- Problem: Rewrite the entries from the line containing "Your task: detect every chrome light" through the line containing "[285,335,344,410]", inclusive, swapping "toilet tank" for "toilet cistern" and leaving everything else unchanged.

____ Record set

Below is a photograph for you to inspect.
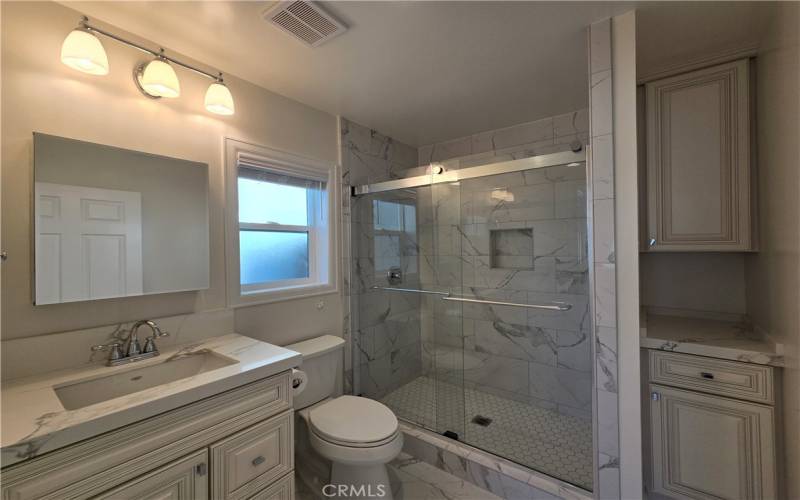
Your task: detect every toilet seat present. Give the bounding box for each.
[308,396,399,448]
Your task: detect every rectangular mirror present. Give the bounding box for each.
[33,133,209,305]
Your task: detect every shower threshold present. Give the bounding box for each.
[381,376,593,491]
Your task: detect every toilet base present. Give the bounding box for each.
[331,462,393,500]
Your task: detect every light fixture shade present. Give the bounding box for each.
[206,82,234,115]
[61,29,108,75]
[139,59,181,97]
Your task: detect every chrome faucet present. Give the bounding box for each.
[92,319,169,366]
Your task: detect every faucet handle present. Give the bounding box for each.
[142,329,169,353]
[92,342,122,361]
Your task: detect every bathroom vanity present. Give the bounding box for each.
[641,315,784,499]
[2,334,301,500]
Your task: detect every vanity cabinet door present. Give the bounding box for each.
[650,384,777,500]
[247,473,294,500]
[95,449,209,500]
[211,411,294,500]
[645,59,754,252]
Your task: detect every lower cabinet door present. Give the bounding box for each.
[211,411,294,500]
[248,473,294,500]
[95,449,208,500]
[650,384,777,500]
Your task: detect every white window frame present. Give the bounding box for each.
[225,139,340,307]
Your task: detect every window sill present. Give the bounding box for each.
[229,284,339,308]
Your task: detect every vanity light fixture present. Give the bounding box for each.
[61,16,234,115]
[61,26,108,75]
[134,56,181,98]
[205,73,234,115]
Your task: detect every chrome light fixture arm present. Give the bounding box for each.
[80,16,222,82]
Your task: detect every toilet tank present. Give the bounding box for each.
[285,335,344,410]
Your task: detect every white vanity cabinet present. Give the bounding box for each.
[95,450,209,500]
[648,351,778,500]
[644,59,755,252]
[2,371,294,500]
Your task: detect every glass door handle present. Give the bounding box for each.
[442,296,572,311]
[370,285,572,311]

________
____ Record set

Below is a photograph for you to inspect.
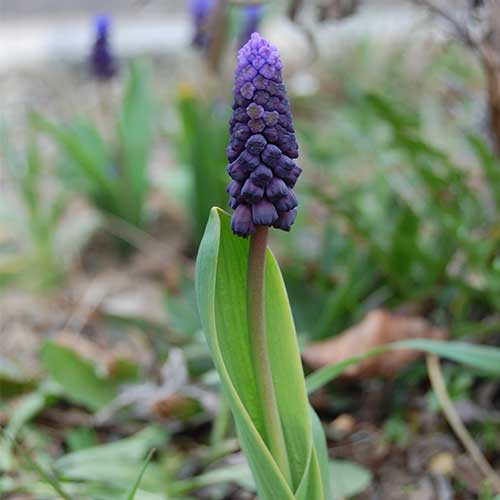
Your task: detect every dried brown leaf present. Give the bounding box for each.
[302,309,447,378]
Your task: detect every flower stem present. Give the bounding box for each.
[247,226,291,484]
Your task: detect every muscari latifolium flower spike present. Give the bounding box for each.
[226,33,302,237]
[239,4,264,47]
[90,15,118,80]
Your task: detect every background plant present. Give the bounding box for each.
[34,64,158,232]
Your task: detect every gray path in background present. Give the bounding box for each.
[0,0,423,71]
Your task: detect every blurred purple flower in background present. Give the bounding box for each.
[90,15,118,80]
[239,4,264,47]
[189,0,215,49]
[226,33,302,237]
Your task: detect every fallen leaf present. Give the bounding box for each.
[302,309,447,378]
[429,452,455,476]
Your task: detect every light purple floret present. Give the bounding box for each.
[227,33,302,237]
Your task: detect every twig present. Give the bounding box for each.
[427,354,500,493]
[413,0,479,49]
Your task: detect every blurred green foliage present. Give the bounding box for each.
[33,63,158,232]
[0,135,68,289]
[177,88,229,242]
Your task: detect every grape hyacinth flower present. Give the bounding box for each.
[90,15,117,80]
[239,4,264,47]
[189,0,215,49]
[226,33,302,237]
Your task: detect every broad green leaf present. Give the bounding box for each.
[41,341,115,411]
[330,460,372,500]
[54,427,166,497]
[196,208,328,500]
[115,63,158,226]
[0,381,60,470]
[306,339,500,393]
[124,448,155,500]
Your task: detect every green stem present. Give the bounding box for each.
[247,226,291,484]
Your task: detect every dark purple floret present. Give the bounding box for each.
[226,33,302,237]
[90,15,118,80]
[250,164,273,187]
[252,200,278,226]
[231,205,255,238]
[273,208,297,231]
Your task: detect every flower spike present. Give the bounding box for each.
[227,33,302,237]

________

- Problem solution:
Your task: detect every chrome light fixture arm present. Give the bounding box for each.
[80,16,222,82]
Your task: detect every toilet cistern present. Give the bounding box for each.
[285,335,344,410]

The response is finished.